I know what their lives were when they were alone.  So even when they are at their worst, I am grateful they are with me, and not out there hungry, cold, being abused, not getting their yogurt and vegetables, and looking like orphans.  I asked for orphans, not "good" orphans.  This is what I signed up for.  This is really what any parent signs up for.  Kids from any family may act this way.  There are no guarantees with who we give birth to, who we adopt, who we mother in any other form. 

 

Maybe it's just an illusion to help me through, but I really imagine one day that this girl will say to me, "Mom (she refers to me as mom), I'm really glad you stood by all those years when I was such a jerk."  She might even thank me.  Or, none of the above, but I'm doing what makes me feel right, standing by, steady as I can be, yelling when I'm not so steady, writing when I feel so alone in what I am doing.

** GIVEN TASK 1 **
In the passage about parenting, what does the writer say they asked for?
** GIVEN TASK 2 **
Copy out word for word everything from "Maybe it's just" down to "I am doing." in the passage about parenting.
The material that comes next is from a separate source.

** GIVEN DATA **
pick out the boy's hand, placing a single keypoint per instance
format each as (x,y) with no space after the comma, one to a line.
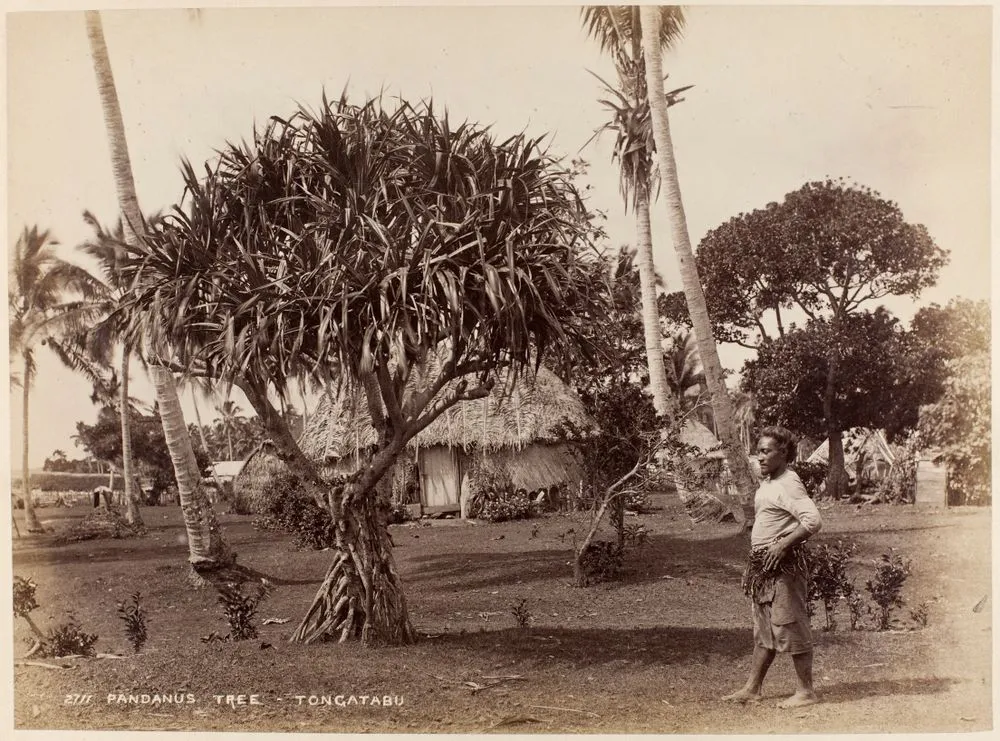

** FULL SOLUTION 1 **
Orphans, not "good" orphans.

** FULL SOLUTION 2 **
Maybe it's just an illusion to help me through, but I really imagine one day that this girl will say to me, "Mom (she refers to me as mom), I'm really glad you stood by all those years when I was such a jerk."  She might even thank me.  Or, none of the above, but I'm doing what makes me feel right, standing by, steady as I can be, yelling when I'm not so steady, writing when I feel so alone in what I am doing.